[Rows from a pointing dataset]

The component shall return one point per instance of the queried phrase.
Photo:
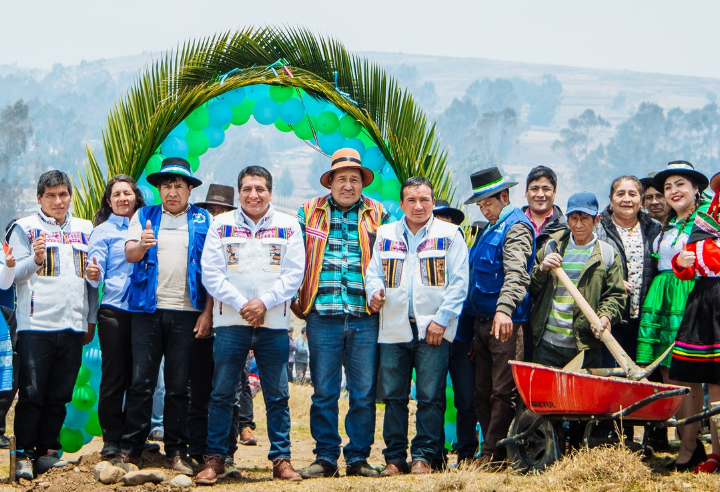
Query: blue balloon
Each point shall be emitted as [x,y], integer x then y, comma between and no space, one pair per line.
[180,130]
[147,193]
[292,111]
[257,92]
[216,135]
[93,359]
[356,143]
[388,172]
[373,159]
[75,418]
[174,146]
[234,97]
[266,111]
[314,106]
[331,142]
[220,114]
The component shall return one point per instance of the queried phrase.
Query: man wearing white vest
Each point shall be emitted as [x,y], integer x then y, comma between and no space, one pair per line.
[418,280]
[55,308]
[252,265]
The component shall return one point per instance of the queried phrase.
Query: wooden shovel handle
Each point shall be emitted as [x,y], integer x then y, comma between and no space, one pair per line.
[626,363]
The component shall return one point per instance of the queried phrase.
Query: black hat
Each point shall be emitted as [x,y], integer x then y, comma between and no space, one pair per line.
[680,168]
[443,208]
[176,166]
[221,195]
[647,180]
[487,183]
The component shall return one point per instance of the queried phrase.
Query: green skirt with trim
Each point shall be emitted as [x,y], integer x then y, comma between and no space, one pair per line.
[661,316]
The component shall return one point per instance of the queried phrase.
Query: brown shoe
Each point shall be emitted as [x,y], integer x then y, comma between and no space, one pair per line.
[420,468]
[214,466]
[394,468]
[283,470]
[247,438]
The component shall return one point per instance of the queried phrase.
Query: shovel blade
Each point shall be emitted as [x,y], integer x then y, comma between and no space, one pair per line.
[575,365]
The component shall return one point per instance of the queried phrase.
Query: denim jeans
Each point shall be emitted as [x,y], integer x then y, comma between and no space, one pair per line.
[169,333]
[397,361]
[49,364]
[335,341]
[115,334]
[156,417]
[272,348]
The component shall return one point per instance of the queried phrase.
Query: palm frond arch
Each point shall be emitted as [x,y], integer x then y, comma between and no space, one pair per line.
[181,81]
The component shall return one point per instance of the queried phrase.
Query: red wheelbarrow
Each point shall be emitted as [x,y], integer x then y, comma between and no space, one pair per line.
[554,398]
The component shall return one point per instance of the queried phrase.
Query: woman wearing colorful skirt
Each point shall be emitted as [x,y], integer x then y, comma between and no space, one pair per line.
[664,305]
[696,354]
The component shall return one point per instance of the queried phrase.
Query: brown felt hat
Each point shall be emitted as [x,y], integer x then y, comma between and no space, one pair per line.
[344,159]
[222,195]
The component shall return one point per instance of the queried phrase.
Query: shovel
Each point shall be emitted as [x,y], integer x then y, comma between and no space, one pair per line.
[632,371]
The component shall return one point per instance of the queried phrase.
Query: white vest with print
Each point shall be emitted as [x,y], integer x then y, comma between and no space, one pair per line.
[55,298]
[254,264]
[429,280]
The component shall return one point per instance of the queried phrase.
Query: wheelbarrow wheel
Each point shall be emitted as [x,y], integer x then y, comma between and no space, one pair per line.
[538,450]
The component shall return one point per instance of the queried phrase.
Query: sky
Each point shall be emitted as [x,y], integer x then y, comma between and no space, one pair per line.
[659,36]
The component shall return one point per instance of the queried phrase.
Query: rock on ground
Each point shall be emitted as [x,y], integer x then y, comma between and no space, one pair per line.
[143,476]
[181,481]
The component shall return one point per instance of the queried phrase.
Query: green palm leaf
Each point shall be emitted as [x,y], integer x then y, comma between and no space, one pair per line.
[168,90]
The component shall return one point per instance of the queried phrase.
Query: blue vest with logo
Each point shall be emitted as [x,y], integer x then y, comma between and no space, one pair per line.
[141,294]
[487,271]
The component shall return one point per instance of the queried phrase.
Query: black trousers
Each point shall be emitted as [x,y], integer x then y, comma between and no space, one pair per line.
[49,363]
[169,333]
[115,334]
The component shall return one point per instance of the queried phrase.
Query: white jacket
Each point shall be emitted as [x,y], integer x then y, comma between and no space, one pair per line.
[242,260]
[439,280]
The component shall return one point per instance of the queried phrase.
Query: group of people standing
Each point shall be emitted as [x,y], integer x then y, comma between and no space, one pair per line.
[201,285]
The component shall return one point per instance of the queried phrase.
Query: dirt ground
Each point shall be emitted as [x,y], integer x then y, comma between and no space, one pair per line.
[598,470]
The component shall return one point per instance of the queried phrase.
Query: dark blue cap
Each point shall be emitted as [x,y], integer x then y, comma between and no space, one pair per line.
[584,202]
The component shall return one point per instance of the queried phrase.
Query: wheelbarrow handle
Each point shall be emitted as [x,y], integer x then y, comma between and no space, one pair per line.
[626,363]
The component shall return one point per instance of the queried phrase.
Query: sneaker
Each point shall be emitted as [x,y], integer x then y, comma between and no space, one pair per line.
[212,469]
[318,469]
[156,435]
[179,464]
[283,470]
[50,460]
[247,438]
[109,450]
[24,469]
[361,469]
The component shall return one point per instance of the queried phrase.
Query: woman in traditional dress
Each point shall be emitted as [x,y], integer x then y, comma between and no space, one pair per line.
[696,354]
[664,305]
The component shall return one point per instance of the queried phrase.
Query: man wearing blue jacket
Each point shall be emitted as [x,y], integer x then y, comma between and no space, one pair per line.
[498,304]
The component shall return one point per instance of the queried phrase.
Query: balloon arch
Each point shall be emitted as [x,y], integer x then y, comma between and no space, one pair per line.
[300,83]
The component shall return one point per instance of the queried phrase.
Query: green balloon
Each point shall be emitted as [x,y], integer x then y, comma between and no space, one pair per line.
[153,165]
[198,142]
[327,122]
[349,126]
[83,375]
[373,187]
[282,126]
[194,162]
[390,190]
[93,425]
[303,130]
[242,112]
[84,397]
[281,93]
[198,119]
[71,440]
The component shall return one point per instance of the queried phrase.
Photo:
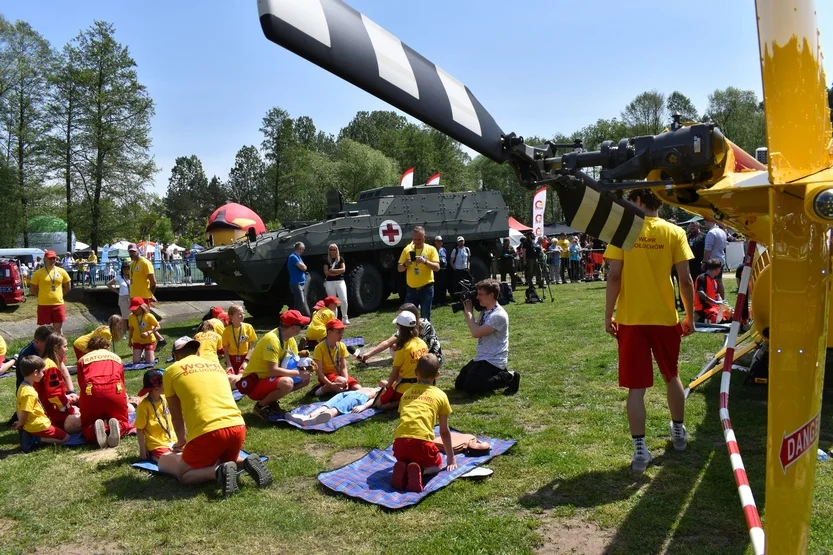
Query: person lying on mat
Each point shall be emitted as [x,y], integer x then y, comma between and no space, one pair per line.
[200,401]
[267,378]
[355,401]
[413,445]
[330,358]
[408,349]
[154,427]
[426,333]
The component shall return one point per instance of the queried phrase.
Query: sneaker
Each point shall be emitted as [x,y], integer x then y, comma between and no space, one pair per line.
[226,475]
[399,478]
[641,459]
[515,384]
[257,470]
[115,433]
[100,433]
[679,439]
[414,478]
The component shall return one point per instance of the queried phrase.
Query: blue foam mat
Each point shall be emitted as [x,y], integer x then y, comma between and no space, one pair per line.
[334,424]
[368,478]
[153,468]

* * *

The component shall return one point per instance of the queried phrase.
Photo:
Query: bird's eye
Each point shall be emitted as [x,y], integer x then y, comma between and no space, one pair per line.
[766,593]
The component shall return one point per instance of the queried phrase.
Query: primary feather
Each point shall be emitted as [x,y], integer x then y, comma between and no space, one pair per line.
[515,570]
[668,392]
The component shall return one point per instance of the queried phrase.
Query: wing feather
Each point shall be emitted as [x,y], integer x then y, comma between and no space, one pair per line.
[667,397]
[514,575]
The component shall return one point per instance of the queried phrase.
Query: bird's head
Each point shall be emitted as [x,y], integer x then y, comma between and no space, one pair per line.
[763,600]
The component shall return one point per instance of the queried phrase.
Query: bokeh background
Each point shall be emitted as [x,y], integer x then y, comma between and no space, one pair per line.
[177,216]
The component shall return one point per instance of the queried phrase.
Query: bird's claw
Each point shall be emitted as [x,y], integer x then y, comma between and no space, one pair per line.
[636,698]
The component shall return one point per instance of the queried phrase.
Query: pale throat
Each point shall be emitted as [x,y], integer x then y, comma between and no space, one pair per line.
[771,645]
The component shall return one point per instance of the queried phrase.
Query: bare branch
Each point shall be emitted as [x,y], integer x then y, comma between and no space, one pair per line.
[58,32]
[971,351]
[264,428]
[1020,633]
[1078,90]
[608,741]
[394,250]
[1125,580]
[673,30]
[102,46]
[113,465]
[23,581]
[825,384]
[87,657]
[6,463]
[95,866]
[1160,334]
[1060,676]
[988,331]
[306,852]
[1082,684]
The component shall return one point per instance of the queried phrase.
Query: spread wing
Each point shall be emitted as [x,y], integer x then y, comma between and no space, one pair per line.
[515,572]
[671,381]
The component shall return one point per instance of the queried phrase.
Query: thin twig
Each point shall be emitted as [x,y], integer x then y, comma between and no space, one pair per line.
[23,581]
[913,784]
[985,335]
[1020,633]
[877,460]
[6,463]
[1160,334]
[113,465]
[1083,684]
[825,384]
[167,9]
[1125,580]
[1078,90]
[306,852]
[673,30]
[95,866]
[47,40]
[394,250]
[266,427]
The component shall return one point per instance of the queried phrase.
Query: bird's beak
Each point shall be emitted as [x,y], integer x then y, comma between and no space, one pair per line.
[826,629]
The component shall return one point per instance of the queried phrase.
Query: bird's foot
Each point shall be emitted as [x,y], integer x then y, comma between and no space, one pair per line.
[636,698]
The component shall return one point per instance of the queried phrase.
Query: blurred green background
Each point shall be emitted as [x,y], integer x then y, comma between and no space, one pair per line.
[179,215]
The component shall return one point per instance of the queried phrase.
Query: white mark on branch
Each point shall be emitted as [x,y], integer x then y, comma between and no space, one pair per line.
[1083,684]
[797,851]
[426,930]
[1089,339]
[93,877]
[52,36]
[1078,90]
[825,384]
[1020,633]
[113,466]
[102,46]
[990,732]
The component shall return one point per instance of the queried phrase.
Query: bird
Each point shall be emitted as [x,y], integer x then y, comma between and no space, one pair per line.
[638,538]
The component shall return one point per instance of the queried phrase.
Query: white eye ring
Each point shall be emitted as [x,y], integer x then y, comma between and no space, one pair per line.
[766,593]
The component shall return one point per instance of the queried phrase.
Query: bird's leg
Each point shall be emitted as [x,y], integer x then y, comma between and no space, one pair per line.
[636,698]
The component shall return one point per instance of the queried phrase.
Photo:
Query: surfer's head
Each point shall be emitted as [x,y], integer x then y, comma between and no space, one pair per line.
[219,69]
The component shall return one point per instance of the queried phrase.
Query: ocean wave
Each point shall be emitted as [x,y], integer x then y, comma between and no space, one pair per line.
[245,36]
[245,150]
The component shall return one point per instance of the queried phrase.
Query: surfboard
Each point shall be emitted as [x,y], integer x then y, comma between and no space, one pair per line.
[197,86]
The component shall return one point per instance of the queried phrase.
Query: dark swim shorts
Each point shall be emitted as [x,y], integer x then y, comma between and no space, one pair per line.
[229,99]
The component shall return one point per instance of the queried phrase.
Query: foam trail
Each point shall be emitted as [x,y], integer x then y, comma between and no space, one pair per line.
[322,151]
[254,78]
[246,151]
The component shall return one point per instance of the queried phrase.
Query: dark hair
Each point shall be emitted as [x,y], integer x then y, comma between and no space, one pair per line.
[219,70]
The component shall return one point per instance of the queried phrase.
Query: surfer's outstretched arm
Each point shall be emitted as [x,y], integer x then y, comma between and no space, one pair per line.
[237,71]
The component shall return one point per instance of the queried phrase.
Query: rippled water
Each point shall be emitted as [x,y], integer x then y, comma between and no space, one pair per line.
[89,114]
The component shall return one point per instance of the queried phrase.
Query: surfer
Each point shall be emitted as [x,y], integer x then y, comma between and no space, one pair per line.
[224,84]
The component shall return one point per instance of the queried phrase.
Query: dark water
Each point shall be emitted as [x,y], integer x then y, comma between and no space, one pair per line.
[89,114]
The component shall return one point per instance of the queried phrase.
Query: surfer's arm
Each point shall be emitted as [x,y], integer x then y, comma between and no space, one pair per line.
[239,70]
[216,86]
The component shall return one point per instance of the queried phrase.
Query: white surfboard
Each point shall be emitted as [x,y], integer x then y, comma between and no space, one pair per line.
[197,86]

• _Instructions for the task_
Please return every line of the rows above that contains the string "wing", matching case.

• _Exercise solution_
Query: wing feather
Query: spread wing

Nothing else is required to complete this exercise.